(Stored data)
§ §

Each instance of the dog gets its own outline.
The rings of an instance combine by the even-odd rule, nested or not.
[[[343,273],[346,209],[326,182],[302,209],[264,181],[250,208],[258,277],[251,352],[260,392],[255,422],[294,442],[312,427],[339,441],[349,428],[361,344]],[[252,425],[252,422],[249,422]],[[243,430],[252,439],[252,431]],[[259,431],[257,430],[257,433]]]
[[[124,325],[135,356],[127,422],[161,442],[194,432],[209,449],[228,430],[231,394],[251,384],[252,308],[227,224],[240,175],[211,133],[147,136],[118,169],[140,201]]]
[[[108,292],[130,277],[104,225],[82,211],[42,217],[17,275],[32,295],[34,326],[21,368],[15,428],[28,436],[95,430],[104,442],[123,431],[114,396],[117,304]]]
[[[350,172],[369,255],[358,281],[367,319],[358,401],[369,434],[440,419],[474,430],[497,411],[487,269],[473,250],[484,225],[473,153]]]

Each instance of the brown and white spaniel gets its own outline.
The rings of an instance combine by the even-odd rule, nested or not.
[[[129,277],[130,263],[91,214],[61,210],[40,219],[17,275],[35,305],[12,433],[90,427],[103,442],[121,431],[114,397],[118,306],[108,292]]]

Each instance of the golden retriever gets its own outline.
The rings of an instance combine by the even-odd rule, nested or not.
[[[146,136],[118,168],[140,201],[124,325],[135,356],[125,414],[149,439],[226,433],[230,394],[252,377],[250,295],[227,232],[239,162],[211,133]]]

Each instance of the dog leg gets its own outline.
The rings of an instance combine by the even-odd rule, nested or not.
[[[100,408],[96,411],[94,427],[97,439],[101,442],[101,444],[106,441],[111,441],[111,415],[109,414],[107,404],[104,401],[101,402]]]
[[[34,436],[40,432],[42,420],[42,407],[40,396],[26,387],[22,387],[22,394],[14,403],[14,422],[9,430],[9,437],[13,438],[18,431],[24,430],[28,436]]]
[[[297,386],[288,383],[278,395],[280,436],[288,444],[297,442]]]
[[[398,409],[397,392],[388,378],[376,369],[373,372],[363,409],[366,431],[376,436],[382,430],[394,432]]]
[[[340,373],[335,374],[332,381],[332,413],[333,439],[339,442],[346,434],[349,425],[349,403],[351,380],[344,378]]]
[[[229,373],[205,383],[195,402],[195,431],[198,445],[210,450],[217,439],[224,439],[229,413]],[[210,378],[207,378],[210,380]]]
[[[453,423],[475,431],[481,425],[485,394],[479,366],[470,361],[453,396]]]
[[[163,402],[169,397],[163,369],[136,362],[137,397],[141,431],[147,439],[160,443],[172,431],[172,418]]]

§ §

## What this task involves
The only acceptable answer is a number: how many lines in the data above hold the word "Each".

## Answer to the problem
4